══ Study text ══
Shipping on Northern Sea Route breaks record
As Russia’s vast Arctic waters freeze and ships flee the region, nuclear power company Rosatom makes public its latest Arctic shipping data.
Despite the COVID-19 and global economic downturn, shipping in the region continues to grow. According to Rosatom, the Russian state nuclear power company, the 32 million tons landmark was crossed on the 22 December.
However, only a minor share of the volumes have been shipped along the eastern part of the route. The overwhelming part has been shipped on the western part, and first of all to the LNG terminal of Sabetta, oil terminal of Kamenny, as well as the Utrenneye construction project in peninsula Gydan.
Symptomatically, as the new data was presented on the 22nd of December, there was not a single ship sailing in the waters between the mouth of great river Yenisey and the Bering Strait, a several thousand kilometer distance.
According to Leonid Irlitsa, Deputy Head of Atomflot, the original target for 2020 was 29 million ton. A key event this year has been the opening of a new system for automatic management of maritime operations, he explains.
The system will allow for a significant growth in transit shipments on the route in 2021, the company representative argues.
Shipping on the Northern Sea Route has grown extensively over several years. In 2017, a total of 10,7 million tons were transported on the route. In 2018, the volume increased to 20,18 million tons and in 2019 to 31,5 million.
There is still a long way to go before President Putin’s target for Arctic shipping is reached. In his so-called May Decrees from 2018, Putin requests a total of 80 million tons on the route in 2024.
═══
══ Supplied material ══
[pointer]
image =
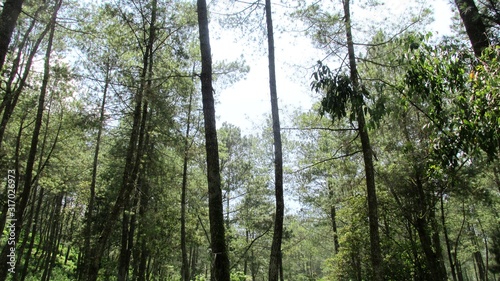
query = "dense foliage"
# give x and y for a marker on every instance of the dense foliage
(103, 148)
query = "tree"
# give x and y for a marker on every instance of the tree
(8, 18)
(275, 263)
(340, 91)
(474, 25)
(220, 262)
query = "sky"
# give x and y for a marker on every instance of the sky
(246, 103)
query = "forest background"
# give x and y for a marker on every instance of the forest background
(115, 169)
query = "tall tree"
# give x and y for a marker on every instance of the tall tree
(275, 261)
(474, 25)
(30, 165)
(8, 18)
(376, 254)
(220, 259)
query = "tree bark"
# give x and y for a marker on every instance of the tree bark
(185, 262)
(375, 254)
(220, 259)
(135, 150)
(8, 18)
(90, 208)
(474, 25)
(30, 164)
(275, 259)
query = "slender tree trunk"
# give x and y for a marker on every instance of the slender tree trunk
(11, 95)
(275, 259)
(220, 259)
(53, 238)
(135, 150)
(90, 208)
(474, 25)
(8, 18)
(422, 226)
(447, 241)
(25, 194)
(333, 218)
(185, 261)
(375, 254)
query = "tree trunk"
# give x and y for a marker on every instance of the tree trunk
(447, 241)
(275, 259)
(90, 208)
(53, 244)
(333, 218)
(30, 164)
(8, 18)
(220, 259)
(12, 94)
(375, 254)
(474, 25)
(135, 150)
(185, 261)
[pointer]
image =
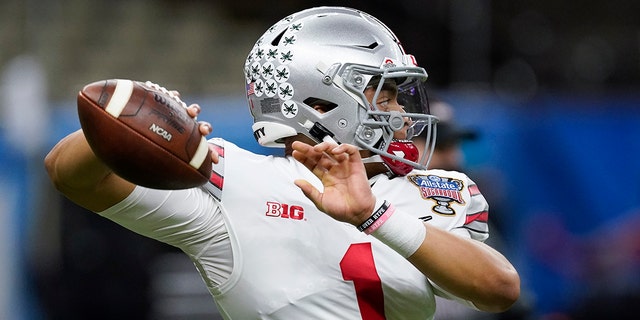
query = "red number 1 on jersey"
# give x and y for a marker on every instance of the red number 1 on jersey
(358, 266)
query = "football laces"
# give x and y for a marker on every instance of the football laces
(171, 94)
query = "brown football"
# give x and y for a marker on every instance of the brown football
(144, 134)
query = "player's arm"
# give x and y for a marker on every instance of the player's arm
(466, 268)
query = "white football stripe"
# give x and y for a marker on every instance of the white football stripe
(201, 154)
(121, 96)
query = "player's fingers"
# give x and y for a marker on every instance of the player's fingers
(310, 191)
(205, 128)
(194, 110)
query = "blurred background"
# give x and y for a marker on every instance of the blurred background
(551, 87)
═══
══ Supplied material ══
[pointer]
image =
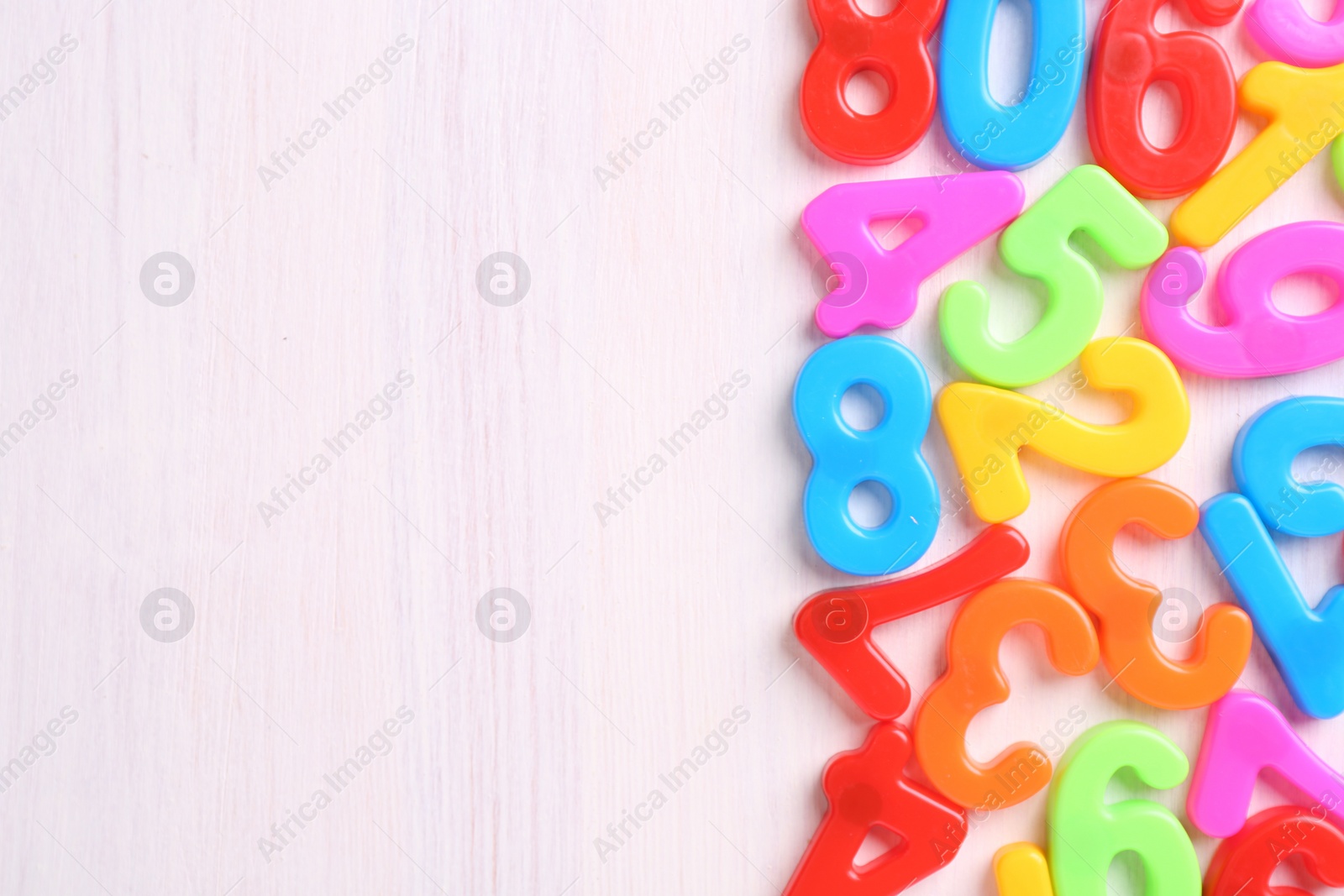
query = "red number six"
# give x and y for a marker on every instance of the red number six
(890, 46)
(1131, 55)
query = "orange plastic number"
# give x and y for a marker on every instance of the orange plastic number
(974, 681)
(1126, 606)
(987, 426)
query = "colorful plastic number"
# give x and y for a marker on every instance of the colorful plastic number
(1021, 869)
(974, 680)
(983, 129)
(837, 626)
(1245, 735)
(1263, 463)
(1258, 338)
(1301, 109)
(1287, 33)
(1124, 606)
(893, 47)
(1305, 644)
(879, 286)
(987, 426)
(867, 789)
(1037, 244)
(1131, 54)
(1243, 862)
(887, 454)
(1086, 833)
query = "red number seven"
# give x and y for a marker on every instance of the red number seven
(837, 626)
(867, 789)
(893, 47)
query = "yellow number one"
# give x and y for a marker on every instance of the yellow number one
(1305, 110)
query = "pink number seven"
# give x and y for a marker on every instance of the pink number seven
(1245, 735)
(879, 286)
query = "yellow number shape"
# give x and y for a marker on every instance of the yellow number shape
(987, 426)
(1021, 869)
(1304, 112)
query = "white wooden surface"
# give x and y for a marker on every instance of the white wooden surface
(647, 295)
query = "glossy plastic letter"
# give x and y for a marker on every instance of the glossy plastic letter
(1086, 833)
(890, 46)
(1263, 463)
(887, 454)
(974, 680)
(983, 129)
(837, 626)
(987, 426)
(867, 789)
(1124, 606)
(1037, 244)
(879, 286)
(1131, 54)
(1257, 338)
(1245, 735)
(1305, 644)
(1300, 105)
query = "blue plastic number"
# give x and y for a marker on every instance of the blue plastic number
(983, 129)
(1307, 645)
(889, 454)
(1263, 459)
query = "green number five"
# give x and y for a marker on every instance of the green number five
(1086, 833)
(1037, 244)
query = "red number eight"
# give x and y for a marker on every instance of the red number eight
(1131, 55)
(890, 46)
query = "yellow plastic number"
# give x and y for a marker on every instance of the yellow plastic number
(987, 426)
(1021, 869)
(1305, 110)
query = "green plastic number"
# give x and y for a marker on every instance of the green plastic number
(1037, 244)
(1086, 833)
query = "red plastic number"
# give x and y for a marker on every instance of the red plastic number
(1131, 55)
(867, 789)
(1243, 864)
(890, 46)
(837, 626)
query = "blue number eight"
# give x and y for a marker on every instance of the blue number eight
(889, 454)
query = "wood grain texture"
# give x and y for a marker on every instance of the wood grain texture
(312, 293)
═══
Tasks:
[1] Please answer these questions about the Northern Sea Route article:
(a) On what date was the 32 million tons landmark crossed?
(b) What was the original shipping target for 2020?
(c) How many tons does Putin request on the route in 2024?
[2] Sum up the Northern Sea Route article in two sentences.
The entries have nothing to do with the text.

Solutions per task:
[1]
(a) The 22 December.
(b) 29 million tons.
(c) A total of 80 million tons.

[2] According to Rosatom, shipping on the Northern Sea Route crossed 32 million tons on 22 December despite COVID-19 and the global economic downturn, surpassing the original 2020 target of 29 million tons, though most volumes went along the western part of the route. Shipping has grown extensively over several years, but there is still a long way to go before President Putin's target of 80 million tons in 2024 is reached.